Records from a dataset:
○ ○ ○

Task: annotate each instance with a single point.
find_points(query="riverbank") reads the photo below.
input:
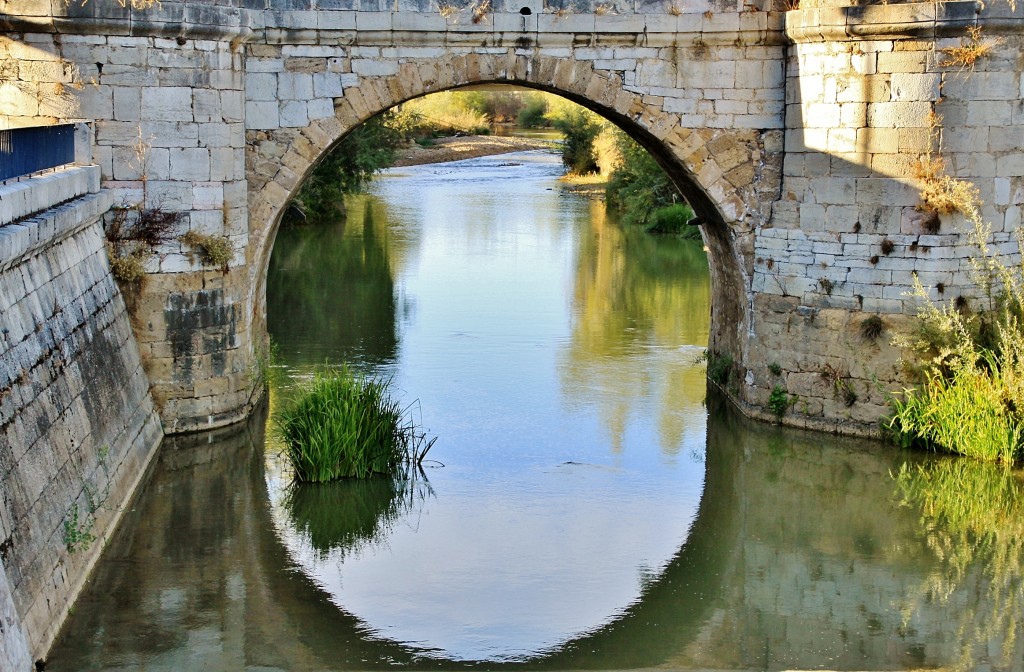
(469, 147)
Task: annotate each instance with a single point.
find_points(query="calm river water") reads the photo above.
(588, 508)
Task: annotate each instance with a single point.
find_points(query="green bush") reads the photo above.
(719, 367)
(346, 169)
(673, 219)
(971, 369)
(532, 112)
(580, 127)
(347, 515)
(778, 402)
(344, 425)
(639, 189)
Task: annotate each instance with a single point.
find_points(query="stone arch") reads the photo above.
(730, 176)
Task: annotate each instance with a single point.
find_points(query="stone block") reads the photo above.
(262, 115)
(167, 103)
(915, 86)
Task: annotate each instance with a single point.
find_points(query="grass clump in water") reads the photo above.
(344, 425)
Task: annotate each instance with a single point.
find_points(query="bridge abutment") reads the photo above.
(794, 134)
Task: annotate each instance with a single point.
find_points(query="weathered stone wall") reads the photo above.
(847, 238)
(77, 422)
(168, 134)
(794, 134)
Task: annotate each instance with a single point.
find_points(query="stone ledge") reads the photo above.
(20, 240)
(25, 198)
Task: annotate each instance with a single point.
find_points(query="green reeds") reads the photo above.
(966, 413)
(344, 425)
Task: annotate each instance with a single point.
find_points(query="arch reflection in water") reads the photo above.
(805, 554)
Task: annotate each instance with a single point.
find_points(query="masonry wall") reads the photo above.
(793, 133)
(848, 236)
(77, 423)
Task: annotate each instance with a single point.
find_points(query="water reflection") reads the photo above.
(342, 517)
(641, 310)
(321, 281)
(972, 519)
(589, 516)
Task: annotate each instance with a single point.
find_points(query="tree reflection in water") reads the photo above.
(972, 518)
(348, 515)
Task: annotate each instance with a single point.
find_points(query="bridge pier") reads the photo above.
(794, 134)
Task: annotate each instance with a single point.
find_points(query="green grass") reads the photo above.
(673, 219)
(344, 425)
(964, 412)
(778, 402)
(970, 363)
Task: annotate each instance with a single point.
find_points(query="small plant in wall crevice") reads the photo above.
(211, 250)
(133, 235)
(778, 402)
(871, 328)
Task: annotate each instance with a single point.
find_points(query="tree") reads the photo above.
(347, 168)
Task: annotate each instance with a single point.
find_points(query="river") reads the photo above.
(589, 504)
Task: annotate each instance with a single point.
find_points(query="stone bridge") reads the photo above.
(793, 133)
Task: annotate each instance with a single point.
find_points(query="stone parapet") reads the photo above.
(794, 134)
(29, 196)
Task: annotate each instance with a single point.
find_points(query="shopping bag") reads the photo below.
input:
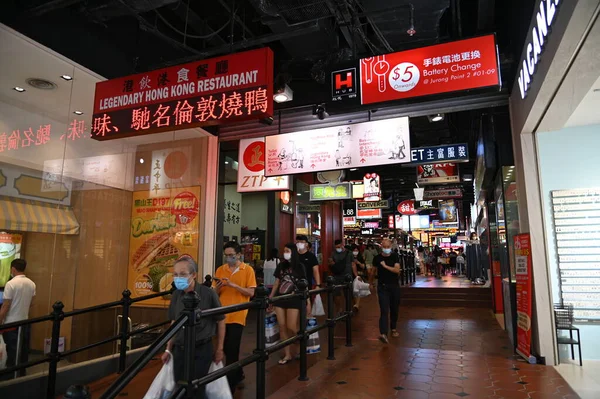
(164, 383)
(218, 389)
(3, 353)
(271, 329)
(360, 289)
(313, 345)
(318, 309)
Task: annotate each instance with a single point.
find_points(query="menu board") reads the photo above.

○ ○ ○

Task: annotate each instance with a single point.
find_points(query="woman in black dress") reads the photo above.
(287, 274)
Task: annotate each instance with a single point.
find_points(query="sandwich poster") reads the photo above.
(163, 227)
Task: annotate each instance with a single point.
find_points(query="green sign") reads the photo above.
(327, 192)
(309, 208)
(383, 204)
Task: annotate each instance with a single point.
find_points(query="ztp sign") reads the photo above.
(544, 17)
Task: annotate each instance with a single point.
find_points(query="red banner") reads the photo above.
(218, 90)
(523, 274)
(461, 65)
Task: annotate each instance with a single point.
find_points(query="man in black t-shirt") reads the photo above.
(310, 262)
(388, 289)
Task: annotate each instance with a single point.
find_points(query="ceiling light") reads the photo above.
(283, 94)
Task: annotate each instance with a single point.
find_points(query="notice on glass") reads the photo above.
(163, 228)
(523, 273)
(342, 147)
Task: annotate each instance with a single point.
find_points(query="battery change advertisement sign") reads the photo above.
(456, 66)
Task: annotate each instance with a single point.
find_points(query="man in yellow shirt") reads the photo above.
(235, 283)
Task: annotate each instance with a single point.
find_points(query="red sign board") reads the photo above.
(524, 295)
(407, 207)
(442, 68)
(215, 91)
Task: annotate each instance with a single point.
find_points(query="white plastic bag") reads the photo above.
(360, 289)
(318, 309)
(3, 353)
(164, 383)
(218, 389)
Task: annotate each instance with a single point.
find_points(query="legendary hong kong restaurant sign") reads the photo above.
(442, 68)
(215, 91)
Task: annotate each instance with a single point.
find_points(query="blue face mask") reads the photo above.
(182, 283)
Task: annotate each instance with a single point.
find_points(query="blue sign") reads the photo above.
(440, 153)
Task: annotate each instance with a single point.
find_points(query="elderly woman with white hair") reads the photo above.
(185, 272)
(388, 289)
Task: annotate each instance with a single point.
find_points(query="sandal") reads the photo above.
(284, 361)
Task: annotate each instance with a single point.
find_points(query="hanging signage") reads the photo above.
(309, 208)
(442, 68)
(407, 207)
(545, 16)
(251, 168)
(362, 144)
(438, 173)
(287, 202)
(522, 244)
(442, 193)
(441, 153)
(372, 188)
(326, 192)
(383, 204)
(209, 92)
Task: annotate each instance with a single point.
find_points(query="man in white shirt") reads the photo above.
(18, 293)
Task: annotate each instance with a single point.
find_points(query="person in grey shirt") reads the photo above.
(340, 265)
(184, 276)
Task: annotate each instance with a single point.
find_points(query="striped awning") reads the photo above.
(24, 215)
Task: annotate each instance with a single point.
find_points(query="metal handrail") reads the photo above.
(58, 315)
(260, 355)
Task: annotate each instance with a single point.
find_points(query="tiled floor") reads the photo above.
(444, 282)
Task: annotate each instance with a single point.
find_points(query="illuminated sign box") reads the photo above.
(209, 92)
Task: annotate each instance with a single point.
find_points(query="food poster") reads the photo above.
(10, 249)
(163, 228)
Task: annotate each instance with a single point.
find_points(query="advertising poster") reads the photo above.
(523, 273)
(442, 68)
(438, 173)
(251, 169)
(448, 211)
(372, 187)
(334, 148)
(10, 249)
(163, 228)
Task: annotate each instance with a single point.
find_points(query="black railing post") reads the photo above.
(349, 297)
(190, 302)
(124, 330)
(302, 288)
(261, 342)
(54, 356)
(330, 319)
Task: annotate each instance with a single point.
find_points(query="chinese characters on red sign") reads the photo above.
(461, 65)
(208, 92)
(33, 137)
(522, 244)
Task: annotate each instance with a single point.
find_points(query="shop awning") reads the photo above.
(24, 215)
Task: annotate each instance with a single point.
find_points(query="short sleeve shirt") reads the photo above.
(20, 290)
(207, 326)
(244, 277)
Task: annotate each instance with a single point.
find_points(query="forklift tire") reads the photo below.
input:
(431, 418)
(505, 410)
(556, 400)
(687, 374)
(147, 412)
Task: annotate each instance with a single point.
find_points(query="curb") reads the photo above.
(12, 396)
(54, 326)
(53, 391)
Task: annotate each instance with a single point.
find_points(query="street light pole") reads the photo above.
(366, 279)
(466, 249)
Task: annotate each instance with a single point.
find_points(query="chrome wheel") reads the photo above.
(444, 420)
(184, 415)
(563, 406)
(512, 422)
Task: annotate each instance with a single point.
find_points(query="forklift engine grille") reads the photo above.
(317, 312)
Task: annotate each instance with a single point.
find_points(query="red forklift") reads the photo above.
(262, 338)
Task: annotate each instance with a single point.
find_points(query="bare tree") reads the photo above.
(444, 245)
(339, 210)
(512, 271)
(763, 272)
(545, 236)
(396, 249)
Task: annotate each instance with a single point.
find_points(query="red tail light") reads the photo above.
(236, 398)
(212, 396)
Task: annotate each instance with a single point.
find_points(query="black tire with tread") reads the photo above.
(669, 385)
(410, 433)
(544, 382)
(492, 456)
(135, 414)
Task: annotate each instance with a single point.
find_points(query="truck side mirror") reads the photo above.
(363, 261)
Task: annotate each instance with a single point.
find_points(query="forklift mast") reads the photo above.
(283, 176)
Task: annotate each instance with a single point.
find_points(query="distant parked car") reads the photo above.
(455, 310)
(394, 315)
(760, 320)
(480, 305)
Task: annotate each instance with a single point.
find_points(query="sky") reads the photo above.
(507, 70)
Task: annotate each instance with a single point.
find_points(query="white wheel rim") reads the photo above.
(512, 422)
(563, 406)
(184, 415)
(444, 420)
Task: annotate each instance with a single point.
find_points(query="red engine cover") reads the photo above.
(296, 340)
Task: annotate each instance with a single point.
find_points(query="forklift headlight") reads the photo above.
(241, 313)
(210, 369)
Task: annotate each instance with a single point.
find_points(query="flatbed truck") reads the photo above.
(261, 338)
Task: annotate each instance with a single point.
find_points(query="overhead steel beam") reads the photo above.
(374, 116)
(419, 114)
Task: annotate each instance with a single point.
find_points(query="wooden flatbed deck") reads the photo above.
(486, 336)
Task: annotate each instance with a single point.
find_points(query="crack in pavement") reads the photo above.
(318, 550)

○ ○ ○

■ **WORK TO BE COMPLETED**:
Where in the records does the string "below" appear? Copy every line that has it.

■ **WRITTEN SOLUTION**:
find_points(query="riverbank") reads the photo below.
find_points(query="shopping bag") reads the photo below.
find_points(query="forklift tire") reads the photo below.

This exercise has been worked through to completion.